Location identification entries:
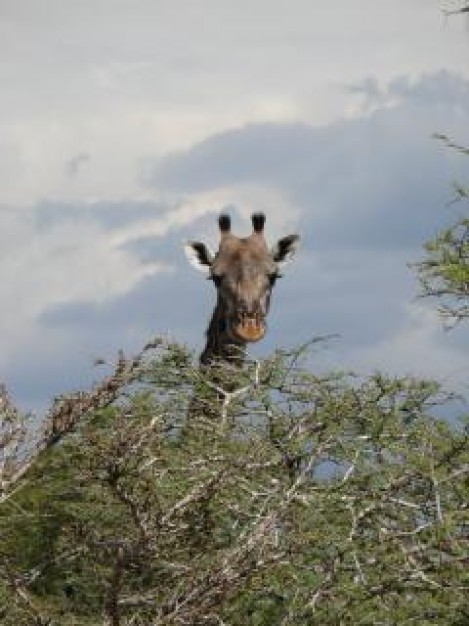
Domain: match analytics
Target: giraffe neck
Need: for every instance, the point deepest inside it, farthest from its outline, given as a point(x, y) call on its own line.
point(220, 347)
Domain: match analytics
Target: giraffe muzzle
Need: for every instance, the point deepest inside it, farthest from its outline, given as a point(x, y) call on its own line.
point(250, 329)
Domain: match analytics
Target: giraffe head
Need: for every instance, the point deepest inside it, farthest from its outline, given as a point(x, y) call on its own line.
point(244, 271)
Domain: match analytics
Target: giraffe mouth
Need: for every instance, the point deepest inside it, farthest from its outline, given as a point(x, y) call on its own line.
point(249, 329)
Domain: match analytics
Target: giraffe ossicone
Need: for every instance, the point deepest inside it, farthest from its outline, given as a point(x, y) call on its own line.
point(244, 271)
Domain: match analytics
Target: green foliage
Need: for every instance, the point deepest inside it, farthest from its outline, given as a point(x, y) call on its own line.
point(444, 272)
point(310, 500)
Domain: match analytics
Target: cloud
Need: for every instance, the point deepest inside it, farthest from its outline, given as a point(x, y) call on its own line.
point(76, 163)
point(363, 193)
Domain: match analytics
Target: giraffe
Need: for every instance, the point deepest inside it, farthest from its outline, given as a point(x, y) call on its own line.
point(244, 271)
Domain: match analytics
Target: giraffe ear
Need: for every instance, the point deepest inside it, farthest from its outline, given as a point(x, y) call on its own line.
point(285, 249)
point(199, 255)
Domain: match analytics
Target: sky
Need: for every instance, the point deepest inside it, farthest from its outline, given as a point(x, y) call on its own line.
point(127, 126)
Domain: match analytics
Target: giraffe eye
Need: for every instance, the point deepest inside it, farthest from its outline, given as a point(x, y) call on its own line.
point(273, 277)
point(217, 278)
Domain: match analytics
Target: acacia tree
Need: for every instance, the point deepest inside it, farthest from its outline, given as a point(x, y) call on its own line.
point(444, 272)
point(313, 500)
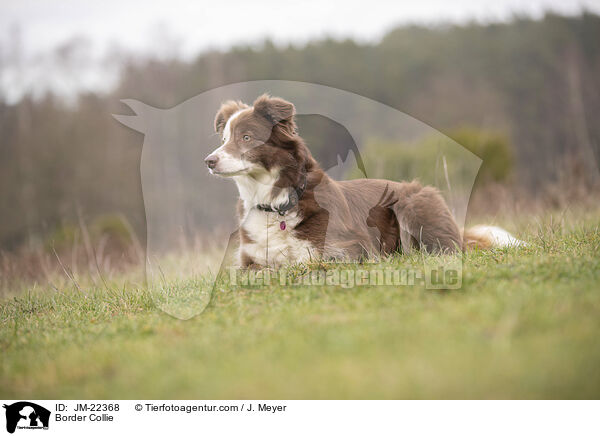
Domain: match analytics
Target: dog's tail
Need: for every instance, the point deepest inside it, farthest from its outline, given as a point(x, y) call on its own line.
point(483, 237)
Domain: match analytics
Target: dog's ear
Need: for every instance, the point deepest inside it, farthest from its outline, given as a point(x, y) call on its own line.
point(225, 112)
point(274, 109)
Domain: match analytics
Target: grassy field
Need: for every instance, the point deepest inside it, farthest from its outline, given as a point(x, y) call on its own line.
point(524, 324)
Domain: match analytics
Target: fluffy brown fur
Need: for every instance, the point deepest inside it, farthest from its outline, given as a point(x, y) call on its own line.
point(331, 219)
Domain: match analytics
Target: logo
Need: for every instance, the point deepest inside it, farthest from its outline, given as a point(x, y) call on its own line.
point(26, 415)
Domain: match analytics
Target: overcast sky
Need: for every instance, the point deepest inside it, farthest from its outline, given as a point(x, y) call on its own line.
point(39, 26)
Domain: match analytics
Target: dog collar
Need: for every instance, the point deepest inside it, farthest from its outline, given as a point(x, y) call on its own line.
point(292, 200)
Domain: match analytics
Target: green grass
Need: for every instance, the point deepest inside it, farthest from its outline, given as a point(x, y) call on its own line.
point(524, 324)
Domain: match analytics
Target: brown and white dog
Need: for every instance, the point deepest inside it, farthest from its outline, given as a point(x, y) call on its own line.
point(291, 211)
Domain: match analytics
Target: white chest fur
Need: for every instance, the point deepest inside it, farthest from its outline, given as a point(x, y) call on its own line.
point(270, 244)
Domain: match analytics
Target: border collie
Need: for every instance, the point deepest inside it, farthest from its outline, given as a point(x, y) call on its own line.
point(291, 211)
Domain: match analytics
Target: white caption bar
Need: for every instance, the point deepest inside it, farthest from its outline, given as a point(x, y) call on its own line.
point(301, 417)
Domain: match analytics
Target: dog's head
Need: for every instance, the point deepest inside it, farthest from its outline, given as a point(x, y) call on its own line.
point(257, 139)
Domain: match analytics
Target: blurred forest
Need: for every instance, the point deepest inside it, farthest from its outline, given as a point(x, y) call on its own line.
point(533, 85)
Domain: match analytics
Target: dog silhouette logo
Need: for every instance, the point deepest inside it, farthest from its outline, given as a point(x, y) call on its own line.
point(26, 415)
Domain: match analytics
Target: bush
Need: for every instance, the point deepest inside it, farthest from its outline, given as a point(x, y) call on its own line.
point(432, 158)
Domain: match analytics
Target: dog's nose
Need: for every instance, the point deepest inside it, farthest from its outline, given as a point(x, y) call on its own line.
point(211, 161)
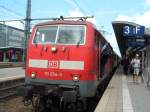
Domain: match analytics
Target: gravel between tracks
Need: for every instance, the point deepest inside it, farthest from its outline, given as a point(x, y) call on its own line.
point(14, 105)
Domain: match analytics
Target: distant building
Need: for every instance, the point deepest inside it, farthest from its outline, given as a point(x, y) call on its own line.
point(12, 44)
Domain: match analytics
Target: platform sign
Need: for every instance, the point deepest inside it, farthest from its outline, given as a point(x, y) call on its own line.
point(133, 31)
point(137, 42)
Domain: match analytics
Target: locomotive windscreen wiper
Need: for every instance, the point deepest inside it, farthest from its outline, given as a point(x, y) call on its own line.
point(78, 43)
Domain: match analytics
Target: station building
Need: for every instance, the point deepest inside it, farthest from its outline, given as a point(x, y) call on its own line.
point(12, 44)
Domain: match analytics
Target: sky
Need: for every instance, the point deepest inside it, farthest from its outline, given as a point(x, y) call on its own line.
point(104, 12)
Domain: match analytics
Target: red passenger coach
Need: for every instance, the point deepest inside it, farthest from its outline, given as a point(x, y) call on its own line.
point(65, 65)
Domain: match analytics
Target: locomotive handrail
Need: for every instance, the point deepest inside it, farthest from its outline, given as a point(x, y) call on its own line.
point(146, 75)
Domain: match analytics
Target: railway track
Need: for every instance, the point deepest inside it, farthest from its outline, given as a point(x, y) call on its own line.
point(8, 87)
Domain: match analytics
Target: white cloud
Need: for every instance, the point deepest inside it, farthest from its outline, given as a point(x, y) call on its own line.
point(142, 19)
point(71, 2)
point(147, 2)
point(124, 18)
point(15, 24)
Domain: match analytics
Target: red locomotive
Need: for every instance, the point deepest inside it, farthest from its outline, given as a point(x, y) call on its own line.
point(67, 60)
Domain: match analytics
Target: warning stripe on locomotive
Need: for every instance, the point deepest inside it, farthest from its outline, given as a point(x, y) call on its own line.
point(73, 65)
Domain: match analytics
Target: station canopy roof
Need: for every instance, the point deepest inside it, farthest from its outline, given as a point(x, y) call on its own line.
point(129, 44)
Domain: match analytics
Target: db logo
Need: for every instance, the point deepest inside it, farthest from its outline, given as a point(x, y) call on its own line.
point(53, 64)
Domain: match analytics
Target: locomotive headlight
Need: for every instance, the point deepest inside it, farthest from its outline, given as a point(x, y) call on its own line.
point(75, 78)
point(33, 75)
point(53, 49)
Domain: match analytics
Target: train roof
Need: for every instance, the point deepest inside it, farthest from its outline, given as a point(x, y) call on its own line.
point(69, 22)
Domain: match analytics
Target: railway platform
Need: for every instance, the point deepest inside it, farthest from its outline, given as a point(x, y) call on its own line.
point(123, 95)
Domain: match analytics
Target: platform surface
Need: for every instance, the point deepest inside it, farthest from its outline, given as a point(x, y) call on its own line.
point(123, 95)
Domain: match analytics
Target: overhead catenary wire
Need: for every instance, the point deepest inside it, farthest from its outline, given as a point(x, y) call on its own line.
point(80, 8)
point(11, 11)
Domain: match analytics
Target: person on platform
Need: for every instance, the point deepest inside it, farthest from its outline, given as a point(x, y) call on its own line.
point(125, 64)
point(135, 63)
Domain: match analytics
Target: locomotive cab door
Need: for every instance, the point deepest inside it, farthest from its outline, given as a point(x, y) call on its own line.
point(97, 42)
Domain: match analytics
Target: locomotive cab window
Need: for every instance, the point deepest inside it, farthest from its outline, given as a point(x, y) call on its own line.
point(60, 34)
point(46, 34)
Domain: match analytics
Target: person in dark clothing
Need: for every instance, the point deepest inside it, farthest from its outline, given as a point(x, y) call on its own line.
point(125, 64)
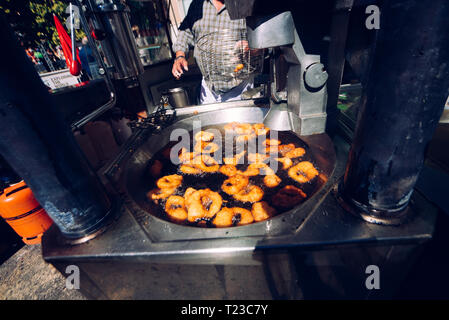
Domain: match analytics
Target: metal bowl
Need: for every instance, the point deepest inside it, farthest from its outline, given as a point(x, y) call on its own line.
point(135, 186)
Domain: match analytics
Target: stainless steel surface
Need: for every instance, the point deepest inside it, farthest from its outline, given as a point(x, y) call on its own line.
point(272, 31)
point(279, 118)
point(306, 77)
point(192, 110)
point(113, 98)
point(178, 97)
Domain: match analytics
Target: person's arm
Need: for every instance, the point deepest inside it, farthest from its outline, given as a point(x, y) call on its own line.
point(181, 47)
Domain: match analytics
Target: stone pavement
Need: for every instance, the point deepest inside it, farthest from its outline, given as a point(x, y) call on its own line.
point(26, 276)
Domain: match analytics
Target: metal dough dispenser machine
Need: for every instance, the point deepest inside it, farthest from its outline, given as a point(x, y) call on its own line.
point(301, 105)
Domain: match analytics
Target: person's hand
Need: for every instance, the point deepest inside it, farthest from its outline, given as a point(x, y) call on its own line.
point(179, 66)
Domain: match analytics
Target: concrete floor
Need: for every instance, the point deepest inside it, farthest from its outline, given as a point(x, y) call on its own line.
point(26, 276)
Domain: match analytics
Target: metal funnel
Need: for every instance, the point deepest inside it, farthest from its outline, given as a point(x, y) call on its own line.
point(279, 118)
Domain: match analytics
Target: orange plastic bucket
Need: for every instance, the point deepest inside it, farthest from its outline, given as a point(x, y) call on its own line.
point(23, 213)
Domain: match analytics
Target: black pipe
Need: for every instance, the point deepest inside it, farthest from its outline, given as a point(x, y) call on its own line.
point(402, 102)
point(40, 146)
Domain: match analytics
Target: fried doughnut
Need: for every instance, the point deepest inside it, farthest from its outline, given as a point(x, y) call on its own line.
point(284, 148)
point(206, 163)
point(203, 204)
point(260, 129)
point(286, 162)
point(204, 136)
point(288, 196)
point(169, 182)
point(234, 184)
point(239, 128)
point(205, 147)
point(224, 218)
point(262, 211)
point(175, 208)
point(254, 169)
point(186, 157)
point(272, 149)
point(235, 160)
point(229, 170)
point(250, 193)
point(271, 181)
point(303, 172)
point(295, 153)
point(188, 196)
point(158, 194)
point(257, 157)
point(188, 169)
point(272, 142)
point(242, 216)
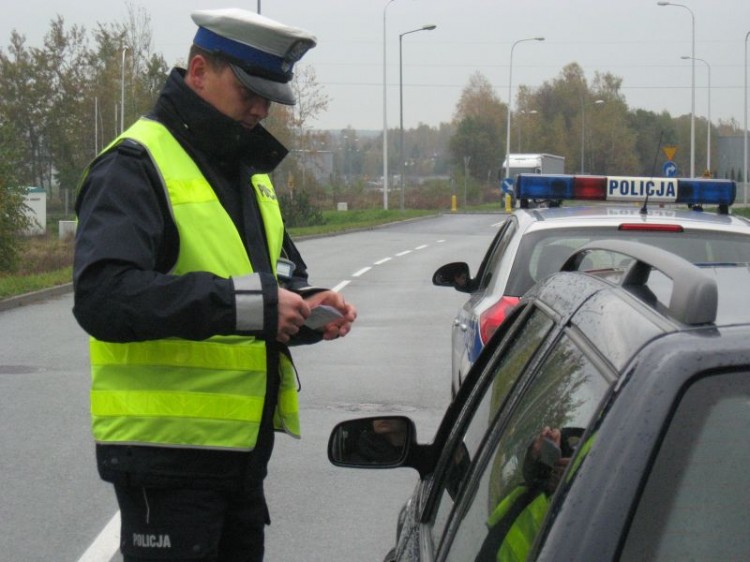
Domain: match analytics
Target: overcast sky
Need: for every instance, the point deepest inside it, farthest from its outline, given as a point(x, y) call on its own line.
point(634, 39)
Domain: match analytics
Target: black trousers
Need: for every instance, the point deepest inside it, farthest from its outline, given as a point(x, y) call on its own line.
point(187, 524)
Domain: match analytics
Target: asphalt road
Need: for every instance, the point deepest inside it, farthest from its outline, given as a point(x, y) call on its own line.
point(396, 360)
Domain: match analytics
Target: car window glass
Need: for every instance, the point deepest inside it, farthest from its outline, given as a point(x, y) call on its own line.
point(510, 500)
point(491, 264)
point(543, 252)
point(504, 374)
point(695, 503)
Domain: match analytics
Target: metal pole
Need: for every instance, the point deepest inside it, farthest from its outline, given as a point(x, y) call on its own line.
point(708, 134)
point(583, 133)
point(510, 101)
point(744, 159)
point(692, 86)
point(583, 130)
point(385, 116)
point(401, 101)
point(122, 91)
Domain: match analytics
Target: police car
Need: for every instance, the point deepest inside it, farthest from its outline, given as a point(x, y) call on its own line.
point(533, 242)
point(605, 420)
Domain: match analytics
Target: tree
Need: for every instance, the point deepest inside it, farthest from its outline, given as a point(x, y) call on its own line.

◆ Exercise prompt:
Report every line in the records above that contains the string "green", treating uppercase and lowercase as different.

◆ Exercise output:
Target: green foliage
Target: green grass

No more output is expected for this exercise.